## RECORDS FOR THIS TASK

=== Section Start ===

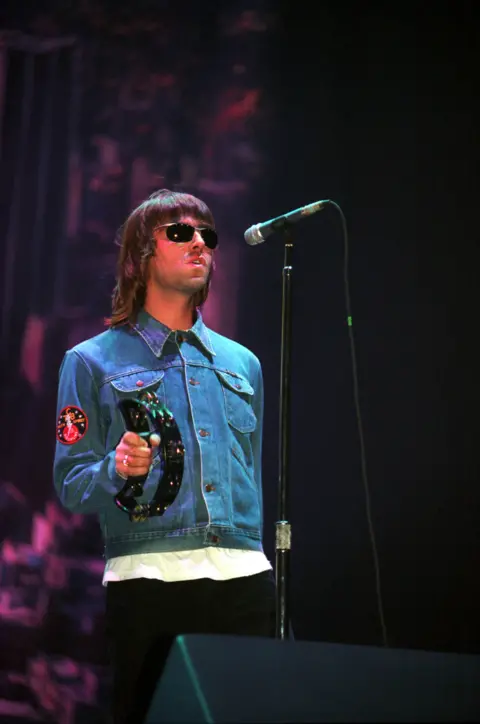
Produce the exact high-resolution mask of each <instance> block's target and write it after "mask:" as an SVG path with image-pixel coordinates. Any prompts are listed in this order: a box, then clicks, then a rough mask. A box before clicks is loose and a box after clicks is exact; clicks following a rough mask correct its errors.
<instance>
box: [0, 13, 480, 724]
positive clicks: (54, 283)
mask: <svg viewBox="0 0 480 724" xmlns="http://www.w3.org/2000/svg"><path fill="white" fill-rule="evenodd" d="M47 6H49V7H50V10H49V11H48V12H47V11H42V12H40V11H39V12H38V13H37V14H36V17H35V18H34V17H33V16H30V17H28V12H27V11H26V10H25V8H24V7H22V4H20V3H18V2H13V1H12V0H4V2H3V3H2V7H1V8H0V12H3V13H4V19H3V27H4V29H5V30H4V34H3V36H2V37H3V42H2V46H1V47H2V63H1V66H0V67H1V73H0V80H1V82H0V89H1V92H0V101H1V109H2V112H1V119H2V147H1V150H2V171H1V177H0V183H1V190H2V193H1V197H0V198H1V199H2V203H1V205H0V214H1V219H0V221H1V227H0V228H1V229H2V232H1V234H0V237H1V244H2V261H3V262H4V263H3V267H2V287H1V289H0V294H1V295H2V328H1V333H2V349H1V351H2V364H3V366H2V374H1V377H0V384H1V394H2V405H1V434H0V461H1V465H0V476H1V480H2V483H1V488H0V517H1V520H0V531H1V536H2V543H1V556H0V558H1V560H0V567H1V569H0V570H1V579H0V589H1V594H0V595H1V598H0V615H1V617H2V621H1V627H0V636H1V641H0V658H1V664H0V702H1V704H0V706H2V707H3V709H4V710H7V709H8V711H9V712H10V714H11V720H12V721H18V720H21V718H22V716H23V717H24V718H25V719H26V720H27V721H28V720H29V717H30V718H33V716H34V713H37V716H39V717H43V719H44V720H46V721H62V722H74V721H75V722H79V721H92V720H95V717H97V716H99V717H100V716H101V712H102V711H103V710H104V708H105V702H106V699H107V696H108V691H109V679H108V669H107V667H106V659H105V650H104V634H103V605H104V592H103V590H102V588H101V585H100V580H101V573H102V559H101V548H102V546H101V541H100V534H99V531H98V527H97V524H96V521H95V519H93V518H92V519H90V518H81V517H78V516H71V515H69V514H67V513H66V512H65V511H62V510H61V508H60V506H59V505H58V502H57V500H56V498H55V496H54V494H53V492H52V479H51V463H52V453H53V437H54V423H55V411H54V410H55V387H56V382H57V372H58V364H59V362H60V359H61V356H62V355H63V351H64V350H65V348H66V347H68V346H70V345H71V344H74V343H75V342H76V341H78V340H79V339H82V338H84V337H86V336H88V335H90V334H93V333H94V332H96V331H97V330H99V329H100V328H101V326H102V317H103V315H104V314H105V313H106V311H107V310H108V306H109V294H110V290H111V287H112V283H113V275H112V269H113V262H114V257H115V247H114V245H113V239H114V236H115V231H116V229H117V228H118V226H119V225H120V223H121V222H122V220H123V218H124V216H125V214H126V213H127V212H128V210H129V209H130V208H131V206H132V205H133V204H134V203H136V202H137V201H138V200H140V199H141V198H143V197H144V196H145V195H146V194H147V193H148V192H149V191H150V190H152V189H154V188H158V187H159V186H164V185H166V186H170V187H177V188H180V187H181V188H187V189H192V190H194V192H197V193H198V194H199V195H200V196H203V197H204V198H205V199H206V200H207V201H208V202H209V203H210V204H211V206H212V209H213V210H214V212H215V214H216V216H217V221H218V226H219V228H220V232H221V238H222V249H221V252H220V255H219V264H218V269H217V274H216V280H215V287H214V288H215V291H214V293H213V294H212V297H211V300H210V301H209V305H208V309H207V310H206V316H207V320H208V321H209V323H210V324H211V325H212V326H214V327H215V328H216V329H218V330H219V331H220V332H224V333H225V334H231V335H233V336H235V337H236V338H237V339H238V340H239V341H240V342H242V343H244V344H246V345H247V346H249V347H250V348H251V349H253V350H254V352H255V353H256V354H257V355H258V356H259V357H260V359H261V361H262V365H263V369H264V378H265V395H266V398H265V399H266V408H265V416H266V417H265V438H264V451H265V455H264V487H265V516H266V520H265V547H266V551H267V554H268V555H269V556H270V558H271V559H272V561H274V535H275V530H274V522H275V520H276V506H277V501H278V495H277V486H278V413H279V374H280V369H279V368H280V318H281V305H282V294H281V276H282V266H283V245H282V239H281V238H279V237H278V236H272V237H270V238H269V239H268V241H267V242H266V243H265V244H263V245H260V246H258V247H255V248H251V247H248V246H247V245H246V244H245V243H244V241H243V238H242V235H243V231H244V230H245V228H247V227H248V226H250V225H251V224H252V223H255V222H258V221H263V220H266V219H268V218H271V217H272V216H276V215H279V214H282V213H285V212H287V211H289V210H291V209H293V208H295V207H297V206H300V205H302V204H306V203H309V202H312V201H316V200H318V199H322V198H330V199H333V200H334V201H336V202H337V203H338V204H340V206H341V208H342V209H343V212H344V213H345V216H346V219H347V226H348V231H349V239H348V241H349V260H348V261H349V263H348V272H349V276H348V279H349V282H350V296H351V305H352V307H351V311H352V315H353V327H352V328H350V331H351V332H352V334H353V340H354V342H355V363H356V366H355V371H356V375H357V382H358V403H359V407H357V406H356V404H355V388H354V371H353V360H352V348H351V340H352V337H350V335H349V327H348V325H347V319H346V304H345V284H344V261H345V253H344V252H345V249H344V237H343V234H342V227H341V224H340V217H339V215H338V213H337V212H336V211H335V209H334V208H327V209H325V210H324V211H322V212H321V213H319V214H317V215H315V216H314V217H311V218H309V219H305V220H304V221H302V222H301V223H299V224H298V225H296V226H295V228H294V235H295V236H294V268H293V284H294V300H293V301H294V314H293V349H292V415H291V469H290V473H291V478H290V493H291V495H290V507H289V518H290V520H291V523H292V526H293V538H292V540H293V551H292V575H291V612H292V621H293V630H294V634H295V636H296V637H297V638H302V639H308V640H313V641H319V642H321V641H333V642H335V641H337V642H342V643H354V644H376V645H379V646H382V645H385V644H388V645H389V646H394V647H402V648H423V649H431V650H438V651H459V652H467V651H470V652H476V653H480V626H479V619H478V610H479V608H480V592H479V586H478V569H479V563H480V560H479V550H480V546H479V543H480V540H479V530H480V489H479V479H480V475H479V465H478V443H477V435H478V423H477V418H478V413H477V410H478V407H479V402H480V399H479V397H480V396H479V387H478V382H477V370H478V367H479V365H480V359H479V355H478V352H477V349H476V346H477V345H476V339H475V335H476V328H477V319H476V307H477V304H476V297H477V288H478V282H477V275H478V268H479V266H480V263H479V262H480V258H479V257H480V245H479V242H478V222H477V218H476V217H477V212H476V209H477V207H478V202H477V197H478V179H477V176H478V167H479V165H480V163H479V162H480V153H479V140H478V127H479V116H478V100H477V95H478V94H477V88H478V81H479V78H478V70H477V68H479V67H480V58H479V57H478V54H479V51H478V49H479V48H480V38H479V37H478V35H479V31H478V28H479V27H480V24H479V17H478V15H479V5H478V3H477V2H475V1H474V0H472V1H471V2H467V1H466V0H455V1H454V0H451V2H449V1H448V0H437V1H436V2H435V3H434V4H425V5H422V4H419V3H413V2H412V3H409V2H406V3H402V4H397V5H392V4H379V3H338V2H333V1H332V2H329V1H325V2H322V3H318V4H317V6H318V7H316V9H312V7H311V6H310V5H309V6H308V7H307V5H306V4H303V3H301V2H295V3H292V2H290V1H287V0H286V1H285V2H283V1H282V0H279V1H278V2H275V3H268V2H264V3H262V2H259V1H255V2H251V3H247V2H238V3H237V2H228V3H218V2H202V3H197V2H187V3H183V4H182V5H178V9H177V5H176V4H175V3H174V2H168V1H167V0H164V1H161V0H152V1H151V2H147V1H146V0H137V2H136V3H135V11H133V10H128V9H125V8H124V7H123V6H121V5H119V4H118V2H115V3H114V2H107V1H106V0H104V1H103V2H93V1H92V2H88V1H87V0H84V2H81V3H73V2H72V3H69V2H65V1H62V2H60V0H58V2H38V3H35V7H37V8H47ZM7 16H8V17H7ZM7 30H9V31H10V32H9V33H7V34H5V31H7ZM14 31H21V35H19V34H18V33H15V32H14ZM31 55H34V58H35V62H34V63H33V61H32V59H31V57H30V56H31ZM358 412H360V416H361V423H362V426H361V428H360V429H359V420H358ZM360 432H361V433H362V434H361V435H360ZM361 443H363V451H364V453H365V456H364V459H363V462H364V463H365V466H363V465H362V454H361V453H362V446H361ZM14 715H15V716H14Z"/></svg>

=== Section End ===

## TO DO
Check each line above for the string "clicks" and report how many lines have it, giving only the number.

## ANSWER TO THIS PROBLEM
2